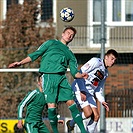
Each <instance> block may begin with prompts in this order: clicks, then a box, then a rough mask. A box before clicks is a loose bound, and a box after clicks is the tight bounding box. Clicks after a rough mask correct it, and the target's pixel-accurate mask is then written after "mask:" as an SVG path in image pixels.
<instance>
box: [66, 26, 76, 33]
mask: <svg viewBox="0 0 133 133" xmlns="http://www.w3.org/2000/svg"><path fill="white" fill-rule="evenodd" d="M68 29H70V30H72V31H73V32H74V35H75V34H76V33H77V30H76V29H75V28H74V27H72V26H67V27H65V29H64V30H63V33H64V32H65V31H66V30H68Z"/></svg>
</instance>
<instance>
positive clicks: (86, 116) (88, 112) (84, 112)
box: [84, 110, 92, 118]
mask: <svg viewBox="0 0 133 133" xmlns="http://www.w3.org/2000/svg"><path fill="white" fill-rule="evenodd" d="M84 115H85V117H86V118H89V117H90V116H91V115H92V110H89V111H87V112H84Z"/></svg>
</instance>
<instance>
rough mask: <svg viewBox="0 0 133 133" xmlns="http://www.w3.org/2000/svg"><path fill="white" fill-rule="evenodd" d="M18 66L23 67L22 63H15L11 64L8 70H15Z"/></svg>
mask: <svg viewBox="0 0 133 133" xmlns="http://www.w3.org/2000/svg"><path fill="white" fill-rule="evenodd" d="M18 66H21V63H20V62H14V63H11V64H9V66H8V68H15V67H18Z"/></svg>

## Your goal
In the data above, how many lines contain the string "clicks"? Answer with the number only.

## Response for this exercise
2